[TASK INSTRUCTIONS]
Below are the records; give again exactly the line with "Target: blue wheelchair symbol sticker", the line with "Might you point out the station", and each line that lies between them, and nothing besides.

Records drawn from a dataset:
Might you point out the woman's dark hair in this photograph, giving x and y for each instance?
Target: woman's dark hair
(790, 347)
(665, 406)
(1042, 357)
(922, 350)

---

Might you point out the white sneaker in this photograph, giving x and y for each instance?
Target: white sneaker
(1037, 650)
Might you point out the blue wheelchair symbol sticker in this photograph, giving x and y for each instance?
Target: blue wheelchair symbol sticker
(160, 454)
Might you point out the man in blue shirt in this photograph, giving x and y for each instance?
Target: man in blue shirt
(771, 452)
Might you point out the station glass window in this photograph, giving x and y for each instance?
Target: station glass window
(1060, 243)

--

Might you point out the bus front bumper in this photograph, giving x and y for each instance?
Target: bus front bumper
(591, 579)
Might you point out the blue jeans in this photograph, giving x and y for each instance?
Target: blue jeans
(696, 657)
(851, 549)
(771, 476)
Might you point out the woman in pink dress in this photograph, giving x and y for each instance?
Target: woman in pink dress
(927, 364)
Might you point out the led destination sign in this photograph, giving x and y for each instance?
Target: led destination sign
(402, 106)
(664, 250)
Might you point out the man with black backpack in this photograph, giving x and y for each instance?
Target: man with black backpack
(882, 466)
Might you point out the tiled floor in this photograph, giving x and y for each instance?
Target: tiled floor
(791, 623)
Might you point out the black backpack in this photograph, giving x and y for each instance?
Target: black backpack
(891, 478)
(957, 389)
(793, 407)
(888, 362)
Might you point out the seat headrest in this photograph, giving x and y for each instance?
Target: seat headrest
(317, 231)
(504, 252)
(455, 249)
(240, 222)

[SOLUTION FOR THIS TASK]
Target: blue wheelchair symbol sticker
(160, 454)
Might you point out the man in blue shirt in this photograph, giving x and y for each instance?
Target: man in blue shirt
(771, 452)
Might you point out the station glass window in this photograph, giving x and y for each instance?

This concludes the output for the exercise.